# [WHAT THIS TASK INVOLVES]
Convert the data below into a Markdown table with the columns Row and Line. Give each non-blank line its own numbered row, and leave out blank lines.

(Rows from a pointing dataset)
** begin **

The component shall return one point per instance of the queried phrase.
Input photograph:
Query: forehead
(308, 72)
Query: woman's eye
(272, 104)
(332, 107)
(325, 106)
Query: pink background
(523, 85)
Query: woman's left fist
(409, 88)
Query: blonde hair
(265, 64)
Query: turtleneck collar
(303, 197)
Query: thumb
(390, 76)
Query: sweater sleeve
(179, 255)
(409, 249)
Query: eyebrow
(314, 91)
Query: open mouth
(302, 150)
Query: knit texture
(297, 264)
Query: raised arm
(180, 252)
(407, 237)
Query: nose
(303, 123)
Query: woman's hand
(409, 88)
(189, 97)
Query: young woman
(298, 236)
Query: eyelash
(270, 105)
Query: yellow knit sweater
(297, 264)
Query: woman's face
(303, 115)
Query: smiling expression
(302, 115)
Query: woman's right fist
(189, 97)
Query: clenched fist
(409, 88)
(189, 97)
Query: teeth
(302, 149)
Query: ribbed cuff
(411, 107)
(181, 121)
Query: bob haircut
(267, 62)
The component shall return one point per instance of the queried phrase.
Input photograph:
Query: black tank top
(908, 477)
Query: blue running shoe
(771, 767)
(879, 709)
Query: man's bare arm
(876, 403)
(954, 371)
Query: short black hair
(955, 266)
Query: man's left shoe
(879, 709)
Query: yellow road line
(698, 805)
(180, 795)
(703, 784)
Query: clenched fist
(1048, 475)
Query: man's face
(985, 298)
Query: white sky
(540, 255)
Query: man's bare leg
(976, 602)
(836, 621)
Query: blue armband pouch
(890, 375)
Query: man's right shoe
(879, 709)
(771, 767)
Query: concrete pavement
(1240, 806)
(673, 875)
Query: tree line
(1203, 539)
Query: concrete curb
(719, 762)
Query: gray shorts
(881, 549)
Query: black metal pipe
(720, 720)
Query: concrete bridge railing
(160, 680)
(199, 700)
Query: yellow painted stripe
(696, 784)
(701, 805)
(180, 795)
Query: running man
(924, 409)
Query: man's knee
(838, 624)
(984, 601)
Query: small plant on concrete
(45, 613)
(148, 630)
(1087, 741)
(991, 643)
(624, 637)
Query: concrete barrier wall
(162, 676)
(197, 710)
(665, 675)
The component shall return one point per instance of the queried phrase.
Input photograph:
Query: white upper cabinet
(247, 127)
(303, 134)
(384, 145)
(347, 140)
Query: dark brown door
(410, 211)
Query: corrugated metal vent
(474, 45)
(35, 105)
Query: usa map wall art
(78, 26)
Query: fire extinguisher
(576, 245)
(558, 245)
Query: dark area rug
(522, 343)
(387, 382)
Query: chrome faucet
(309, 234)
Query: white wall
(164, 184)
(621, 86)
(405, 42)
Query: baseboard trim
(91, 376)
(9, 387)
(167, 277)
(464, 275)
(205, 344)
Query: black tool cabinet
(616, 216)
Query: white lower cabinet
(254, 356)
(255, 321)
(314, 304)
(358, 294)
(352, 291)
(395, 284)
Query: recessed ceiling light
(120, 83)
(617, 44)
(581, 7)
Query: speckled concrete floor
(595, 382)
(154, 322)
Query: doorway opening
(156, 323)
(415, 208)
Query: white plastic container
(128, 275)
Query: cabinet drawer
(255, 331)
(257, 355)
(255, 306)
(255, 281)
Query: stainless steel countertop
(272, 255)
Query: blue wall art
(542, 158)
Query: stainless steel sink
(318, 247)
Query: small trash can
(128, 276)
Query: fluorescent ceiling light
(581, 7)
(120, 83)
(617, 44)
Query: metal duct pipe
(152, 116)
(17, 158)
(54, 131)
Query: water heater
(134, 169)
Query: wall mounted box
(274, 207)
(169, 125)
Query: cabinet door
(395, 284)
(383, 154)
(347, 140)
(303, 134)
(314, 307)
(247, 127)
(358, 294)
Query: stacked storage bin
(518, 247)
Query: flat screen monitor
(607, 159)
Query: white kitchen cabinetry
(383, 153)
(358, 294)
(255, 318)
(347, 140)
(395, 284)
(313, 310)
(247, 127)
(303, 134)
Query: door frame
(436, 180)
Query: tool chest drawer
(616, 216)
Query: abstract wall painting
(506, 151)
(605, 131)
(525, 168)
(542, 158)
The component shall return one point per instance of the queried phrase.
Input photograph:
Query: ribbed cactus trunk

** end **

# [RIGHT ANSWER]
| Row | Line |
|---|---|
| 1 | The component shall return one point per instance of the queried phrase. |
| 2 | Input photograph: |
| 3 | Query: forehead |
| 4 | (308, 72) |
| 5 | Query: woman's eye |
| 6 | (272, 104) |
| 7 | (332, 107) |
| 8 | (325, 106) |
| 9 | Query: pink background |
| 10 | (523, 85) |
| 11 | Query: woman's left fist |
| 12 | (409, 88) |
| 13 | Query: blonde hair |
| 14 | (265, 64) |
| 15 | Query: turtleneck collar |
| 16 | (303, 197) |
| 17 | Query: thumb |
| 18 | (390, 76) |
| 19 | Query: sweater sleeve |
| 20 | (179, 255) |
| 21 | (409, 249) |
| 22 | Query: eyebrow |
| 23 | (314, 91) |
| 24 | Query: open mouth |
| 25 | (302, 150) |
| 26 | Query: knit texture |
| 27 | (297, 264) |
| 28 | Query: raised arm |
| 29 | (180, 252) |
| 30 | (407, 237) |
| 31 | Query: nose |
| 32 | (303, 123) |
| 33 | Query: woman's hand |
| 34 | (409, 88) |
| 35 | (189, 97) |
| 36 | Query: young woman |
| 37 | (298, 236) |
| 38 | Query: eyelash |
| 39 | (270, 105) |
| 40 | Query: yellow knit sweater |
| 41 | (297, 264) |
| 42 | Query: woman's face |
| 43 | (303, 115) |
| 44 | Query: smiling expression |
| 45 | (302, 115) |
| 46 | Query: woman's right fist |
| 47 | (189, 97) |
| 48 | Query: clenched fist |
| 49 | (409, 88) |
| 50 | (189, 97) |
| 51 | Query: teeth |
| 52 | (302, 149) |
| 53 | Query: ribbed cuff |
| 54 | (411, 107) |
| 55 | (181, 121) |
| 56 | Query: bob haircut |
| 57 | (267, 62) |
| 58 | The component shall return one point per instance of the queried phrase. |
| 59 | Input photograph: |
| 60 | Query: black tank top |
| 61 | (908, 477) |
| 62 | Query: blue running shoe |
| 63 | (771, 767) |
| 64 | (879, 709) |
| 65 | Query: man's bare arm |
| 66 | (876, 403) |
| 67 | (954, 371) |
| 68 | Query: short black hair |
| 69 | (955, 266) |
| 70 | Query: man's left shoe |
| 71 | (879, 709) |
| 72 | Query: yellow road line |
| 73 | (698, 805) |
| 74 | (180, 795) |
| 75 | (703, 784) |
| 76 | Query: clenched fist |
| 77 | (1048, 475) |
| 78 | Query: man's face |
| 79 | (985, 298) |
| 80 | Query: white sky |
| 81 | (540, 255) |
| 82 | Query: man's bare leg |
| 83 | (976, 602) |
| 84 | (836, 621) |
| 85 | Query: blue armband pouch |
| 86 | (890, 375) |
| 87 | Query: man's right shoe |
| 88 | (879, 709) |
| 89 | (771, 767) |
| 90 | Query: concrete pavement |
| 91 | (1240, 806) |
| 92 | (673, 875) |
| 93 | Query: tree line |
| 94 | (1203, 539) |
| 95 | Query: concrete curb |
| 96 | (719, 762) |
| 97 | Query: gray shorts |
| 98 | (881, 549) |
| 99 | Query: black metal pipe |
| 100 | (720, 720) |
| 101 | Query: concrete bridge railing |
| 102 | (160, 680) |
| 103 | (199, 700) |
| 104 | Query: yellow painted stripe |
| 105 | (696, 784) |
| 106 | (701, 805) |
| 107 | (180, 795) |
| 108 | Query: running man |
| 109 | (924, 409) |
| 110 | Query: man's knee |
| 111 | (838, 624) |
| 112 | (984, 601) |
| 113 | Query: small plant on concrete |
| 114 | (45, 613) |
| 115 | (148, 630) |
| 116 | (1087, 741) |
| 117 | (991, 643) |
| 118 | (624, 637) |
| 119 | Query: concrete barrier wall |
| 120 | (162, 676) |
| 121 | (197, 710) |
| 122 | (665, 675) |
| 123 | The component shall return one point per instance of the queried phrase. |
| 124 | Input photograph: |
| 125 | Query: white upper cabinet |
| 126 | (247, 127) |
| 127 | (303, 134) |
| 128 | (384, 145) |
| 129 | (347, 140) |
| 130 | Query: dark brown door |
| 131 | (410, 211) |
| 132 | Query: corrugated metal vent |
| 133 | (474, 45) |
| 134 | (35, 105) |
| 135 | Query: usa map wall art |
| 136 | (78, 26) |
| 137 | Query: fire extinguisher |
| 138 | (576, 245) |
| 139 | (558, 245) |
| 140 | Query: dark area rug |
| 141 | (522, 343) |
| 142 | (387, 382) |
| 143 | Query: chrome faucet |
| 144 | (309, 234) |
| 145 | Query: white wall |
| 146 | (164, 184) |
| 147 | (621, 86) |
| 148 | (405, 42) |
| 149 | Query: baseboard trim |
| 150 | (91, 376) |
| 151 | (9, 387) |
| 152 | (167, 277) |
| 153 | (464, 275) |
| 154 | (205, 344) |
| 155 | Query: black tool cabinet |
| 156 | (616, 216) |
| 157 | Query: white lower cabinet |
| 158 | (254, 356) |
| 159 | (255, 321) |
| 160 | (314, 304) |
| 161 | (358, 294) |
| 162 | (352, 291) |
| 163 | (395, 284) |
| 164 | Query: recessed ceiling light |
| 165 | (120, 83) |
| 166 | (617, 44) |
| 167 | (581, 7) |
| 168 | Query: speckled concrete floor |
| 169 | (595, 382) |
| 170 | (154, 322) |
| 171 | Query: doorway opening |
| 172 | (156, 323) |
| 173 | (415, 208) |
| 174 | Query: white plastic container |
| 175 | (128, 275) |
| 176 | Query: cabinet drawer |
| 177 | (255, 331) |
| 178 | (257, 355) |
| 179 | (255, 306) |
| 180 | (255, 281) |
| 181 | Query: stainless steel countertop |
| 182 | (272, 255) |
| 183 | Query: blue wall art |
| 184 | (542, 158) |
| 185 | Query: stainless steel sink |
| 186 | (318, 247) |
| 187 | Query: small trash can |
| 188 | (128, 276) |
| 189 | Query: fluorescent ceiling light |
| 190 | (581, 7) |
| 191 | (120, 83) |
| 192 | (617, 44) |
| 193 | Query: metal duct pipe |
| 194 | (152, 116) |
| 195 | (17, 158) |
| 196 | (54, 131) |
| 197 | Query: water heater |
| 198 | (134, 169) |
| 199 | Query: wall mounted box |
| 200 | (274, 207) |
| 201 | (169, 125) |
| 202 | Query: cabinet door |
| 203 | (395, 284) |
| 204 | (383, 154) |
| 205 | (347, 140) |
| 206 | (303, 134) |
| 207 | (314, 307) |
| 208 | (247, 127) |
| 209 | (358, 294) |
| 210 | Query: stacked storage bin |
| 211 | (518, 247) |
| 212 | Query: flat screen monitor |
| 213 | (607, 159) |
| 214 | Query: white kitchen cabinetry |
| 215 | (383, 153) |
| 216 | (358, 294) |
| 217 | (255, 318) |
| 218 | (347, 140) |
| 219 | (395, 284) |
| 220 | (313, 310) |
| 221 | (247, 127) |
| 222 | (303, 134) |
| 223 | Query: door frame |
| 224 | (436, 180) |
| 225 | Query: tool chest drawer |
| 226 | (616, 216) |
| 227 | Query: abstract wall painting |
| 228 | (506, 151) |
| 229 | (605, 131) |
| 230 | (525, 168) |
| 231 | (542, 158) |
| 232 | The component shall return one point per instance of the queried phrase. |
| 233 | Input photograph: |
| 234 | Query: ribbed cactus trunk |